--- start Dataset entries ---
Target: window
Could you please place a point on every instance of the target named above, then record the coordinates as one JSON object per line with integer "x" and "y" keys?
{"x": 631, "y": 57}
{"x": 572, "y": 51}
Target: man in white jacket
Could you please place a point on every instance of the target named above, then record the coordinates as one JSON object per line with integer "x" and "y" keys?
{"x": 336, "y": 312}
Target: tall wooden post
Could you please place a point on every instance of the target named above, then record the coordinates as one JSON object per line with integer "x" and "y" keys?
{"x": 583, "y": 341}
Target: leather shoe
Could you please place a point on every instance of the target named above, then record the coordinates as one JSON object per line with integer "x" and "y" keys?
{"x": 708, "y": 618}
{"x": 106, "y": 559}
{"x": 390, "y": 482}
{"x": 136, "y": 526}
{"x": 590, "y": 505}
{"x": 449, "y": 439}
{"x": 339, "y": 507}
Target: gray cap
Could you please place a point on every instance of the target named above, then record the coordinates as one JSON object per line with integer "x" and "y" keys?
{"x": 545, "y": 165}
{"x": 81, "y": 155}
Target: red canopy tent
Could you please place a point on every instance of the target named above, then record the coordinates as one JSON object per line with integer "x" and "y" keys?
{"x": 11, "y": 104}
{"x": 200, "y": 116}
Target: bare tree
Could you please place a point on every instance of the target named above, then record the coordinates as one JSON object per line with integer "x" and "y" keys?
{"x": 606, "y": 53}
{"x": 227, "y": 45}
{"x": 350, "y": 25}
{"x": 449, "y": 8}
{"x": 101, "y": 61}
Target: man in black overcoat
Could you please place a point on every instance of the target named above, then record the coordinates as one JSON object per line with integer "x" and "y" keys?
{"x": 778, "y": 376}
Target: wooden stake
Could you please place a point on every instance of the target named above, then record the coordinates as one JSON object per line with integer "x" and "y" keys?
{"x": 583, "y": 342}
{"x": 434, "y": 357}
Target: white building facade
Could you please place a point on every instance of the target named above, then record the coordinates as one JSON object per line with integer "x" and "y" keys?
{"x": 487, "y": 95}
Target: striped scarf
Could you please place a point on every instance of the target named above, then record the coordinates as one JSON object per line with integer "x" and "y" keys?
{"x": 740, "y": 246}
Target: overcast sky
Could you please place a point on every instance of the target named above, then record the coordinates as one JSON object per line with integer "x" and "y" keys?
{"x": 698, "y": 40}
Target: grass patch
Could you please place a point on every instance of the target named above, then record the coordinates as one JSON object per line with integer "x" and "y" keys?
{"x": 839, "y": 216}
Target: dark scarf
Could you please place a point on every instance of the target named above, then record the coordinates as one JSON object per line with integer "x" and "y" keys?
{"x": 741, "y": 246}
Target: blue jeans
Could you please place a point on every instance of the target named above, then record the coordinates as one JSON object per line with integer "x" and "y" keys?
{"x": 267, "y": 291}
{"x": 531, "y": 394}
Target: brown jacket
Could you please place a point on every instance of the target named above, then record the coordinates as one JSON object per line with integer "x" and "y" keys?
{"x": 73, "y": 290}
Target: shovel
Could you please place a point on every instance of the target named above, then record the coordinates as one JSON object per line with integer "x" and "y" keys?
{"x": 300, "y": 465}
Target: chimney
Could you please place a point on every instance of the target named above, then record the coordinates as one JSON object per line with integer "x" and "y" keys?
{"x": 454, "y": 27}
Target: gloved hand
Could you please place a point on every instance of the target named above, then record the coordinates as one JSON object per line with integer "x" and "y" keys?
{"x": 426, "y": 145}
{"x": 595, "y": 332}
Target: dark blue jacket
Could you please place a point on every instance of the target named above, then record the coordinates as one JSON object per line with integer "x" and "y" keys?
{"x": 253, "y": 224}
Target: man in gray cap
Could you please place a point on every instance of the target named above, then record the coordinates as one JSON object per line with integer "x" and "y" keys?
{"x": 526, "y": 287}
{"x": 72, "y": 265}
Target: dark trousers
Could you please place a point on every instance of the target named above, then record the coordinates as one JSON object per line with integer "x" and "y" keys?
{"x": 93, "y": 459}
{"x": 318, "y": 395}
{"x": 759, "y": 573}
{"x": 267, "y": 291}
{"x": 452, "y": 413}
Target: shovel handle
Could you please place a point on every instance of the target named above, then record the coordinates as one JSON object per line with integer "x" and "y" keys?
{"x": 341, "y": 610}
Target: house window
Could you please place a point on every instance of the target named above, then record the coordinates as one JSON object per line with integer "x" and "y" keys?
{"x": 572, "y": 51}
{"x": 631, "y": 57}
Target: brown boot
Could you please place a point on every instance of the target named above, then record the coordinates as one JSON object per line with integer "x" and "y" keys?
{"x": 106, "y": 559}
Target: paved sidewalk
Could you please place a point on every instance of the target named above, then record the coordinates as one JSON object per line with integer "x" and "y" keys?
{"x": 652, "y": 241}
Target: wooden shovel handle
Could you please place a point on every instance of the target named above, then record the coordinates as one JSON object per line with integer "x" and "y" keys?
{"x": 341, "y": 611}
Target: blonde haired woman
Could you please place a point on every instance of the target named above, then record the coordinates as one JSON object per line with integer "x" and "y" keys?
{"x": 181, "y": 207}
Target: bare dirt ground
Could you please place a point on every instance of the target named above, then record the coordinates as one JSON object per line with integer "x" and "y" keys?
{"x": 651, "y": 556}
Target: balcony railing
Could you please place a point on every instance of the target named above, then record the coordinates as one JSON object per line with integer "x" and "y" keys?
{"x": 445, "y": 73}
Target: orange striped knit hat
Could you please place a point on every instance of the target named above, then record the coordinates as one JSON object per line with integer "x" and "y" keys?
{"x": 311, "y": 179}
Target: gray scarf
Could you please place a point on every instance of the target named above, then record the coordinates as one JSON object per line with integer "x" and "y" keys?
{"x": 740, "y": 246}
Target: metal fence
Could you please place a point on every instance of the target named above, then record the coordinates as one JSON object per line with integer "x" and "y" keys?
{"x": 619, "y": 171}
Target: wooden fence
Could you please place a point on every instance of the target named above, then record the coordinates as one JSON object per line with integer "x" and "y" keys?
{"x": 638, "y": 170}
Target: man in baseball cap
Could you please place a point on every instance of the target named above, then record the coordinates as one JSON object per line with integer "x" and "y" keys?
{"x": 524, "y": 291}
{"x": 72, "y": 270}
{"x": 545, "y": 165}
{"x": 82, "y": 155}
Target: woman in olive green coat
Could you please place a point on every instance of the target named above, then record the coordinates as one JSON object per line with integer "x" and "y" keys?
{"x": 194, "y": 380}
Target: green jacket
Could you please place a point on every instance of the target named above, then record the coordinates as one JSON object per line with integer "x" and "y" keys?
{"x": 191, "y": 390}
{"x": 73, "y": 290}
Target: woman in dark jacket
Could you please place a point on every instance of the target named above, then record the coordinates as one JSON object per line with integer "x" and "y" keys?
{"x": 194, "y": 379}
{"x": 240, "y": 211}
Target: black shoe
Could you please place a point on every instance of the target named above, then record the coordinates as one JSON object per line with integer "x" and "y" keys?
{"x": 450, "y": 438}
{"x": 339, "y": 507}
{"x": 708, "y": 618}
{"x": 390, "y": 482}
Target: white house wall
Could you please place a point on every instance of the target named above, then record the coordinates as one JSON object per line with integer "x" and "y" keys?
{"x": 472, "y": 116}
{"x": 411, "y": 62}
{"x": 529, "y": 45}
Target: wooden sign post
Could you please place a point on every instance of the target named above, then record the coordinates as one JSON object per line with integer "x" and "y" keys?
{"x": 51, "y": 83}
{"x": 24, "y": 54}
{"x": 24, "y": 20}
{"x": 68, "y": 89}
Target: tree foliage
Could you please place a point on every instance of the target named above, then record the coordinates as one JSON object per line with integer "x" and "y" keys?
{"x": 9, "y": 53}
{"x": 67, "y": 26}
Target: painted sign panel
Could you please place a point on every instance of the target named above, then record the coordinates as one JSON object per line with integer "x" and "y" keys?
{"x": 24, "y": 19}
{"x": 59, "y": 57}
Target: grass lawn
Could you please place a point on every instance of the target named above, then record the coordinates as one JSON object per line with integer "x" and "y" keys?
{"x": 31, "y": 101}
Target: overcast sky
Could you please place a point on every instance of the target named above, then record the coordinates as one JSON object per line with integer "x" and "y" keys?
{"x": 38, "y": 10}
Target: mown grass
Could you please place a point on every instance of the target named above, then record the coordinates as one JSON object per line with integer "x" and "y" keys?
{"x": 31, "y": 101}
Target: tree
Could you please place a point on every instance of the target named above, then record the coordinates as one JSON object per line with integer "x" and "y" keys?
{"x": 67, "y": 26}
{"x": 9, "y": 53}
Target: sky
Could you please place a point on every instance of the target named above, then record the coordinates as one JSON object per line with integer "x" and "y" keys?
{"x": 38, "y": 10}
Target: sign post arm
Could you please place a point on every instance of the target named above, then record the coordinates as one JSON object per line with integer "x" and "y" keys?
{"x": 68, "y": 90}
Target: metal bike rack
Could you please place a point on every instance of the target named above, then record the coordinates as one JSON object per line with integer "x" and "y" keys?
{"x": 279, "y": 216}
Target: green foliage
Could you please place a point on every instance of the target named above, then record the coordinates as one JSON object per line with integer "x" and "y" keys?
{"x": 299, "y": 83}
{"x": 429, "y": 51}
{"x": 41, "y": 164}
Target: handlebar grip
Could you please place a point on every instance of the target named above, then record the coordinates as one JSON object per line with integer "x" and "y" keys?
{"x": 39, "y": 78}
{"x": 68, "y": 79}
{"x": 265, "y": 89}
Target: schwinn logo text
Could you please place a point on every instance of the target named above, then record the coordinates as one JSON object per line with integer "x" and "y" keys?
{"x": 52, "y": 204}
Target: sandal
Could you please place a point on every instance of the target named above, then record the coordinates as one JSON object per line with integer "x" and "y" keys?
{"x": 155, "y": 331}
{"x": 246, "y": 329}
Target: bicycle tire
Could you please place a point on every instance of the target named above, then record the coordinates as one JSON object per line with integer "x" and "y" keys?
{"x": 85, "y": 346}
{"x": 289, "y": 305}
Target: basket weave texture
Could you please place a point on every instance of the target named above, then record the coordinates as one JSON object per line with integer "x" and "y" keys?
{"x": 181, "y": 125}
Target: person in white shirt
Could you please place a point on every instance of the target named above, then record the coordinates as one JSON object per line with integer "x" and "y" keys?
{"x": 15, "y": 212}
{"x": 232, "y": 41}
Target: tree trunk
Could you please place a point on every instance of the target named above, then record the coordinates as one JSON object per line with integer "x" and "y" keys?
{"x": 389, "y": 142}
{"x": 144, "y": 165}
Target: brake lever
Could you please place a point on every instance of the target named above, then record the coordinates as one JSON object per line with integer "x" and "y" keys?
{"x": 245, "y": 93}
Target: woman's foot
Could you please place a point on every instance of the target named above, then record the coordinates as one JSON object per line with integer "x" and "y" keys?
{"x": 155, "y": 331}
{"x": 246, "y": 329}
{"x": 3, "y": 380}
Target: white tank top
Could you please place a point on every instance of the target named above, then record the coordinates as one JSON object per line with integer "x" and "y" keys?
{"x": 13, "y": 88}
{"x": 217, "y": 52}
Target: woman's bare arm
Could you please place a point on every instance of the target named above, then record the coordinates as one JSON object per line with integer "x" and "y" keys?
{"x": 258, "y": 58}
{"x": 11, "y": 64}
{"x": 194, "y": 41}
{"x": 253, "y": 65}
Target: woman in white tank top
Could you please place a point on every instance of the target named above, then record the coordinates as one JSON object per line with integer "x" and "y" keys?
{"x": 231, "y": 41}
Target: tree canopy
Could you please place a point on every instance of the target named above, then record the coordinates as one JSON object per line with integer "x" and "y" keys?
--- end Dataset entries ---
- Task instructions:
Turn everything from the line containing "Target: person in white shirt" down to the end of the data into a numbered list, with both ends included and any blank lines left out.

- Correct output:
1. Target: person in white shirt
2. Could you please place a point on every instance of the target named above, then record the coordinates as one JSON object per line with integer "x" and "y" keys?
3. {"x": 15, "y": 212}
4. {"x": 232, "y": 41}
5. Target: tree trunk
6. Could you please place a point on every instance of the target named above, then record the coordinates as one JSON object per line with integer "x" and "y" keys?
7. {"x": 389, "y": 142}
8. {"x": 144, "y": 165}
9. Target: brake lever
10. Could you please place a point on every instance of the target named above, then record the coordinates as one JSON object per line with integer "x" and "y" keys?
11. {"x": 245, "y": 93}
12. Target: woman's foot
13. Could you please place a point on every instance of the target named above, then record the coordinates as one JSON object per line with integer "x" and "y" keys?
14. {"x": 155, "y": 331}
15. {"x": 246, "y": 329}
16. {"x": 3, "y": 380}
17. Target: white tank top
18. Could you please place a point on every instance of the target named above, then record the coordinates as one JSON object per line with integer "x" and "y" keys?
19. {"x": 13, "y": 88}
20. {"x": 217, "y": 52}
21. Target: woman's bare arm
22. Could you please place a point on every instance of the target named above, then record the coordinates as one JSON object per line with integer "x" and "y" keys?
23. {"x": 258, "y": 58}
24. {"x": 11, "y": 64}
25. {"x": 194, "y": 41}
26. {"x": 253, "y": 65}
27. Target: woman in white tank top
28. Could you please place a point on every instance of the target named above, then record the coordinates as one JSON object per line with integer "x" and "y" keys?
29. {"x": 231, "y": 41}
30. Target: tree canopy
31. Could you please place a point on every instance of the target named above, then record the coordinates as one JSON object per line with integer "x" and "y" keys?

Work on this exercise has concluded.